Passage provided:
* Start *

Take an iconic artist, mix in missing millions, hints of tantric sex, a lawsuit replete with other salacious details, and a ruptured relationship with a long-time, trusted associate, and you've got the makings of a Hollywood blockbuster. Except in the case of Leonard Cohen, it's a true tale, with the bizarre twist of a Tibetan Buddhist suing a Zen Buddhist, Cohen. For the 70-year-old poet, singer and songwriter, it's a nasty, rapidly escalating legal battle that on the one hand accuses him of conspiracy and extortion, and on the other has him accusing both his highly trusted personal manager and long-time financial adviser -- the Tibetan Buddhist -- of gross mismanagement of his financial affairs. The case exposes not only private details of Cohen's finances, but also a dramatic tale of betrayal.

* End *

Your tasks:
(a) Using the passage on Leonard Cohen's legal battle, decide whether each statement agrees with it: (i) Cohen is described as a Zen Buddhist; (ii) Cohen is 80 years old; (iii) the lawsuit accuses Cohen of conspiracy and extortion. For each, answer yes or no and quote the deciding words.
(b) Write out the passage on Leonard Cohen's legal battle from "Take an iconic" up to and including "tale of betrayal.".

Supplied records:

* Start *

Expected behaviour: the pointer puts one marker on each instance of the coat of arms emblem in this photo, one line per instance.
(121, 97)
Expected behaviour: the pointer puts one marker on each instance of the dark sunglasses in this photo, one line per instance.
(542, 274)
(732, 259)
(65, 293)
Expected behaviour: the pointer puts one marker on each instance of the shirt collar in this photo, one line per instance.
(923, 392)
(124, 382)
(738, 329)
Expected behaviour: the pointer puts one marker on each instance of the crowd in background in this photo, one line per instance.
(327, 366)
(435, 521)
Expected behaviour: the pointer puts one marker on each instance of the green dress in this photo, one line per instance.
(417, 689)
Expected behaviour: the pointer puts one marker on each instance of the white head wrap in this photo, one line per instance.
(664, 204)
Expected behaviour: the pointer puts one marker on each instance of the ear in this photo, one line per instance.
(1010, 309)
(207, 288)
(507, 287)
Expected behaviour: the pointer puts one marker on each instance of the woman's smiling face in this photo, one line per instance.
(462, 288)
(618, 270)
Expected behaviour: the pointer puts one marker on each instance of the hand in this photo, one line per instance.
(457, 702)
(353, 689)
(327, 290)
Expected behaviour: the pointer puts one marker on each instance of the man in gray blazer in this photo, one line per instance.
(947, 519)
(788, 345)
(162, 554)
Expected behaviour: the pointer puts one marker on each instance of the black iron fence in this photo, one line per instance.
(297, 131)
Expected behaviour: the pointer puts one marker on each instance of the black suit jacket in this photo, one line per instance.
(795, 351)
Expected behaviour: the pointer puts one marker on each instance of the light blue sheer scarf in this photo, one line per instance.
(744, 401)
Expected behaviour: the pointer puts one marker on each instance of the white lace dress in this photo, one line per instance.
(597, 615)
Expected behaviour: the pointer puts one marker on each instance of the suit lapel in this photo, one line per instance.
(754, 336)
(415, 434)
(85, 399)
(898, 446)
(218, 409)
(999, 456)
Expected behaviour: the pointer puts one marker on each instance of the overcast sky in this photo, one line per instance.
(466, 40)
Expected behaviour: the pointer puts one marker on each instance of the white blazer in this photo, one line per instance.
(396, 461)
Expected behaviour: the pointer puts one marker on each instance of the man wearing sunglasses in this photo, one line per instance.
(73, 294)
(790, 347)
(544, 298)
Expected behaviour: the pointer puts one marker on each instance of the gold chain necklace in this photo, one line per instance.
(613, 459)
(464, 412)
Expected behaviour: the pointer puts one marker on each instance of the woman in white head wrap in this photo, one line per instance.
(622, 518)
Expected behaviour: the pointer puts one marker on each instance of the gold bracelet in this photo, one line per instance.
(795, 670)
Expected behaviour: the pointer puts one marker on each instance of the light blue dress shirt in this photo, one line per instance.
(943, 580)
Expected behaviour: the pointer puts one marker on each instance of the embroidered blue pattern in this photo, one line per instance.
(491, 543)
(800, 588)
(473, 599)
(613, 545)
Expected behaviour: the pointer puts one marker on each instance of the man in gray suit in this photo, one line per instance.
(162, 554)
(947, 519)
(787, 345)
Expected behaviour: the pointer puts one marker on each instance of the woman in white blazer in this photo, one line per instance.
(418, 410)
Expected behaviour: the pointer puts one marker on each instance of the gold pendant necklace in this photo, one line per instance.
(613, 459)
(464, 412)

* End *

Exercise responses:
(a)
(i) Yes: "a Tibetan Buddhist suing a Zen Buddhist, Cohen"
(ii) No: "For the 70-year-old poet, singer and songwriter"
(iii) Yes: "accuses him of conspiracy and extortion"

(b)
Take an iconic artist, mix in missing millions, hints of tantric sex, a lawsuit replete with other salacious details, and a ruptured relationship with a long-time, trusted associate, and you've got the makings of a Hollywood blockbuster. Except in the case of Leonard Cohen, it's a true tale, with the bizarre twist of a Tibetan Buddhist suing a Zen Buddhist, Cohen. For the 70-year-old poet, singer and songwriter, it's a nasty, rapidly escalating legal battle that on the one hand accuses him of conspiracy and extortion, and on the other has him accusing both his highly trusted personal manager and long-time financial adviser -- the Tibetan Buddhist -- of gross mismanagement of his financial affairs. The case exposes not only private details of Cohen's finances, but also a dramatic tale of betrayal.